DATA:
--------------------------------------------------

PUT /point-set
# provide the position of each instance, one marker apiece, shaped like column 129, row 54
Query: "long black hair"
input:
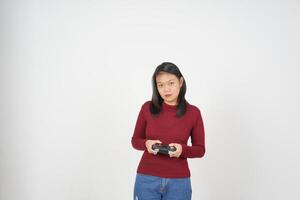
column 156, row 102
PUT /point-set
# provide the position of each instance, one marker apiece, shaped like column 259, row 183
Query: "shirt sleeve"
column 139, row 138
column 197, row 150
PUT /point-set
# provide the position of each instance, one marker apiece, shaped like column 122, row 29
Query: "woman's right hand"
column 149, row 144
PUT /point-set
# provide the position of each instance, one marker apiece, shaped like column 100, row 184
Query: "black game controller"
column 163, row 149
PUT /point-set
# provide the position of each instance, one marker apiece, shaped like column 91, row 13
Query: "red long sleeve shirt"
column 168, row 128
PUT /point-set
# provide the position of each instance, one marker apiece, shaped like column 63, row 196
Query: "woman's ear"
column 181, row 81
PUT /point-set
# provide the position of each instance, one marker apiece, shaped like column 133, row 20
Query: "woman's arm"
column 138, row 139
column 197, row 150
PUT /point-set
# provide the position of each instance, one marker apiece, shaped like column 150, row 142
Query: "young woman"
column 167, row 119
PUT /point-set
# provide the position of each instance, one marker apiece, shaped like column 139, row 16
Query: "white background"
column 75, row 73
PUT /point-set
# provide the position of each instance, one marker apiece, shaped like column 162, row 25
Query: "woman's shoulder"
column 145, row 105
column 193, row 109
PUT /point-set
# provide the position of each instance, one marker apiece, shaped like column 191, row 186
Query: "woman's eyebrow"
column 166, row 81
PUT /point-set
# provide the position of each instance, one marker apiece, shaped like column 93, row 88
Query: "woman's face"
column 168, row 86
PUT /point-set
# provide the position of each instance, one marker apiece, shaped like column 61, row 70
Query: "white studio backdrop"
column 75, row 73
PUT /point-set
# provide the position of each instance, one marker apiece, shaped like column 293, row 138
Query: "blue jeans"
column 148, row 187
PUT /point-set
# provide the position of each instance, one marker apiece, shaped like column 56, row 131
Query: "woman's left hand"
column 178, row 151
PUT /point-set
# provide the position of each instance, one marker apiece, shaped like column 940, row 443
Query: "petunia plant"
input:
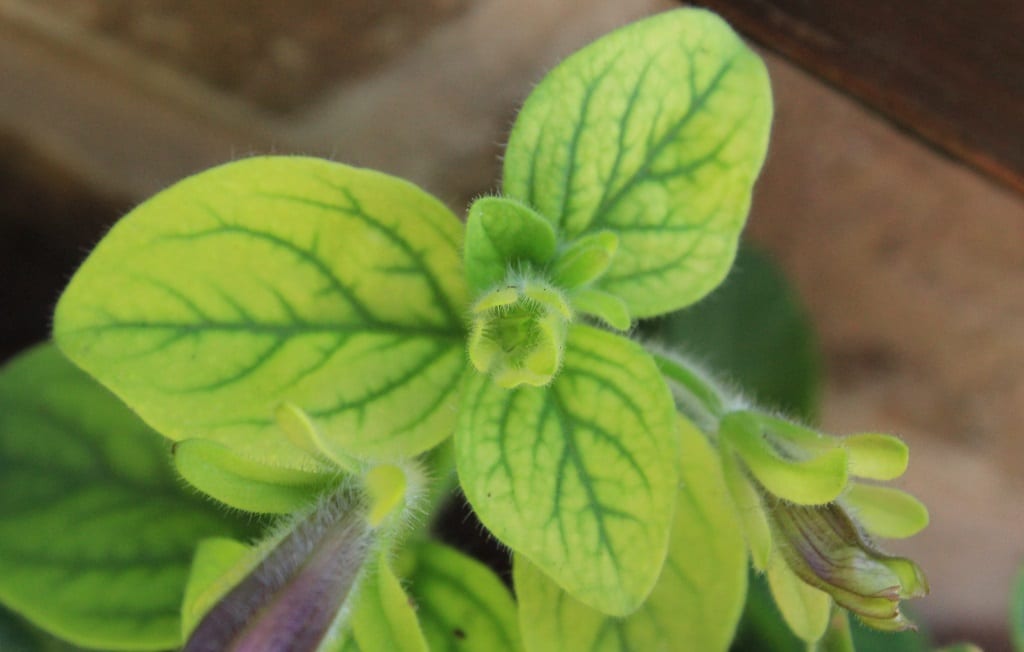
column 325, row 343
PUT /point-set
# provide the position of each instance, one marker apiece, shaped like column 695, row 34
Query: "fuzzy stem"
column 291, row 599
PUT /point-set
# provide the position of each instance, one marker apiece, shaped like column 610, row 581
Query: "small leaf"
column 218, row 471
column 96, row 531
column 279, row 279
column 805, row 608
column 461, row 603
column 585, row 260
column 503, row 234
column 886, row 512
column 383, row 617
column 696, row 602
column 752, row 510
column 303, row 434
column 219, row 565
column 300, row 580
column 580, row 477
column 656, row 133
column 816, row 480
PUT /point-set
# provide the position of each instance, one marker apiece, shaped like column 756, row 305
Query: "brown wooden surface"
column 952, row 71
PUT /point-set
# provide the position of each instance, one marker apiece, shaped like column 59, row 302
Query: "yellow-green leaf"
column 656, row 133
column 581, row 476
column 696, row 602
column 383, row 617
column 462, row 604
column 272, row 279
column 96, row 530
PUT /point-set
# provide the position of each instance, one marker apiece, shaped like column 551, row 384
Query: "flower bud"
column 518, row 333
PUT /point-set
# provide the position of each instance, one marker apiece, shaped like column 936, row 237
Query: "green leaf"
column 1017, row 611
column 279, row 279
column 461, row 603
column 585, row 260
column 805, row 608
column 502, row 234
column 383, row 617
column 886, row 512
column 754, row 331
column 580, row 477
column 696, row 602
column 655, row 132
column 816, row 480
column 219, row 565
column 96, row 531
column 218, row 471
column 18, row 636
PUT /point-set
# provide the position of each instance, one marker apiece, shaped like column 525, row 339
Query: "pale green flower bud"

--------------------------------------------------

WHAT YOU SHOULD DO:
Retype the listing above exactly, please. Pictures do not belong in the copy.

ANSWER TO THE PROBLEM:
PUT /point-set
# provide the position of each instance, one marker apiece, shaped like column 129, row 54
Query: "long black hair"
input:
column 156, row 102
PUT /point-set
# provide the position of each instance, one marker apiece, shaped like column 259, row 183
Query: "shirt sleeve"
column 139, row 138
column 197, row 150
PUT /point-set
# provide the position of each instance, one marker apiece, shaped like column 122, row 29
Query: "woman's right hand"
column 149, row 144
PUT /point-set
# provide the position of each instance, one marker apiece, shaped like column 100, row 184
Query: "black game controller"
column 163, row 149
PUT /point-set
# provide the position of each instance, one marker apiece, shaped like column 91, row 13
Query: "red long sleeve shirt"
column 168, row 128
PUT /point-set
# provide the position of each instance, one marker apiece, shaped like column 63, row 196
Query: "woman's ear"
column 181, row 81
PUT /point-set
# provide the position of each instance, one marker apiece, shaped like column 133, row 20
Query: "woman's arm"
column 138, row 139
column 197, row 150
PUT /point-set
# provide the position of each instance, one marker apiece, shaped like column 150, row 142
Query: "young woman"
column 167, row 119
PUT /point-set
# provide the position of each instance, one marker apiece, shaped like column 139, row 16
Query: "white background"
column 75, row 73
PUT /point-set
# provide the position of each instance, one marker apiece, shaped like column 162, row 25
Query: "woman's shoulder"
column 145, row 105
column 193, row 109
PUT /point-set
# provide the position of each instance, one marker apiece, shaped like column 191, row 186
Query: "woman's eyebrow"
column 166, row 81
PUT /point-set
# provide the position of each instance, one marker apiece, shaped like column 93, row 88
Query: "woman's face"
column 168, row 86
PUT /point-set
# provide the position of each instance, one marker apiece, shaped like column 61, row 70
Query: "white studio backdrop"
column 75, row 73
PUT /point-set
# provide the position of each instance, one marker apiece, shaped like column 293, row 138
Query: "blue jeans"
column 148, row 187
PUT /point-set
# provide the position of each instance, one marker apiece, shaped like column 56, row 131
Query: "woman's left hand"
column 178, row 151
PUT /point-set
# provide the position of each instance, one marker apiece, shaped like column 940, row 443
Query: "petunia plant"
input:
column 325, row 343
PUT /point-set
# provide the position of each instance, one marker apiece, shaped like column 695, row 34
Query: "fuzzy stem"
column 291, row 599
PUT /point-set
# provide the position of each instance, one marker apiece, shaped like column 610, row 581
Query: "small leaf"
column 218, row 471
column 96, row 531
column 279, row 279
column 805, row 608
column 461, row 603
column 585, row 260
column 503, row 234
column 886, row 512
column 383, row 617
column 696, row 602
column 752, row 510
column 303, row 434
column 219, row 565
column 300, row 580
column 580, row 477
column 656, row 133
column 816, row 480
PUT /point-set
# provide the position of each instance, one marker apiece, shaped like column 756, row 305
Query: "brown wooden surface"
column 952, row 71
PUT /point-set
# provide the position of each instance, one marker apiece, shaped like column 59, row 302
Query: "yellow-green leaf"
column 656, row 133
column 581, row 476
column 696, row 602
column 383, row 617
column 462, row 604
column 272, row 279
column 96, row 530
PUT /point-set
# provide the position of each instance, one marker apiece, shaped like column 551, row 384
Query: "flower bud"
column 518, row 333
PUT /point-set
# provide the position of each instance, one marker apiece, shaped like column 936, row 237
Query: "green leaf"
column 1017, row 611
column 279, row 279
column 461, row 603
column 585, row 260
column 805, row 608
column 502, row 234
column 383, row 617
column 886, row 512
column 754, row 331
column 580, row 477
column 696, row 602
column 655, row 132
column 816, row 480
column 219, row 565
column 96, row 531
column 218, row 471
column 18, row 636
PUT /point-set
# provide the position of each instance, one marker apiece, shaped like column 525, row 339
Query: "pale green flower bud"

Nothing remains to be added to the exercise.